→ Exercise task
Reproduce every line of the rows, requests included, starting with the line that contains "Mark a point on every instance of the white arrow" and going on through the end of the rows. Increase each answer coordinate by 34, and leave the requests and their sample coordinates unchanged.

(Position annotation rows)
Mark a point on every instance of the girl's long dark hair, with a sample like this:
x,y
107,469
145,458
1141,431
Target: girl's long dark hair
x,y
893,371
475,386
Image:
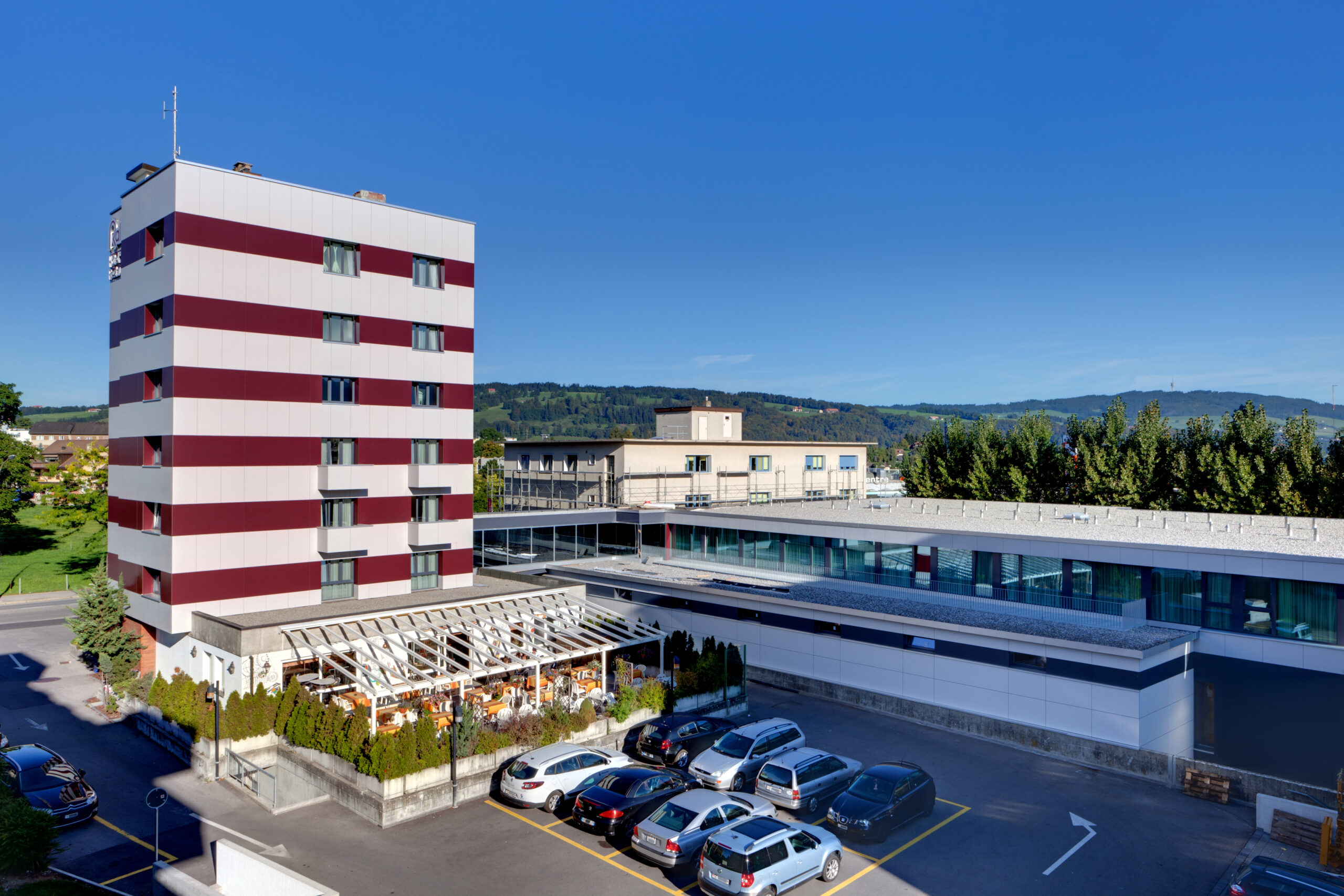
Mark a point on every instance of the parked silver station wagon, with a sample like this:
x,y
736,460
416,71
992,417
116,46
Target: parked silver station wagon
x,y
804,777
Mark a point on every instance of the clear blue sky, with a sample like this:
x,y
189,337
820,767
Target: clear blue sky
x,y
875,203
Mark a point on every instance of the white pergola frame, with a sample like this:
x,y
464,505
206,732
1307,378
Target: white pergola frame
x,y
424,648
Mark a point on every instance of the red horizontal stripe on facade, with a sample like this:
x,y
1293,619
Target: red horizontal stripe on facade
x,y
273,320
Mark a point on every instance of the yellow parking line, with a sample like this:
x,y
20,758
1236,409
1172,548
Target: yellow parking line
x,y
591,852
899,849
133,839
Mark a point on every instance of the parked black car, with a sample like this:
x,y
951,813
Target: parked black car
x,y
627,796
49,784
675,741
882,798
1264,876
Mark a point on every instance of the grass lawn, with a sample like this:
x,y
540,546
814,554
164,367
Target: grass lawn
x,y
44,555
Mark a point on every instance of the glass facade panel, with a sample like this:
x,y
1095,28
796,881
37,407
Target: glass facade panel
x,y
1306,612
1178,596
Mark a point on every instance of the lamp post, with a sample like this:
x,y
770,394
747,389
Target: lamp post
x,y
213,696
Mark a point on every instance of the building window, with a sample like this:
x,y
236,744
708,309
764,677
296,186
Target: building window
x,y
338,390
338,513
424,570
154,319
697,462
338,579
425,394
426,338
1027,661
340,258
154,450
426,272
338,452
424,450
340,328
154,242
425,508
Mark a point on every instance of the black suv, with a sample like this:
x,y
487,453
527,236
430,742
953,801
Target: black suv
x,y
675,741
1264,876
49,784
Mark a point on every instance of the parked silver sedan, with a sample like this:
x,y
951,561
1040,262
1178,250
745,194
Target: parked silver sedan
x,y
676,830
805,778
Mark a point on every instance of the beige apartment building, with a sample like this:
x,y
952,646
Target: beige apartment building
x,y
698,460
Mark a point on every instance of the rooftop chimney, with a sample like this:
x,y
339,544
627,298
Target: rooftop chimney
x,y
140,172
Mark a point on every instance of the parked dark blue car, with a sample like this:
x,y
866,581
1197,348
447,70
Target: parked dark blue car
x,y
49,784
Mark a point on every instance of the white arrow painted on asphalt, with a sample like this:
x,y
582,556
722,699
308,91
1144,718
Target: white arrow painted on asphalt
x,y
265,851
1078,823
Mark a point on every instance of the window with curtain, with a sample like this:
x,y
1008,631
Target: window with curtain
x,y
1306,612
425,452
338,452
339,328
1178,597
338,579
426,338
424,570
340,258
426,272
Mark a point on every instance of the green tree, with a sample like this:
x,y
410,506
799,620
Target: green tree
x,y
97,621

→ Result
Mark a point on every instance of the white arrow painted on asphalt, with a sample like this:
x,y
582,556
722,699
308,91
1144,718
Target: white arrow painted on asphalt
x,y
299,885
1112,857
Mark a point on every instance of the window with curtain, with a sample like this:
x,y
1008,631
Target: window with curtain
x,y
1340,646
459,486
372,486
373,362
1212,631
372,613
460,372
458,604
374,292
460,306
Mark a point on every instance of the green tree, with a sample like this:
x,y
410,506
799,620
Target: green tree
x,y
131,655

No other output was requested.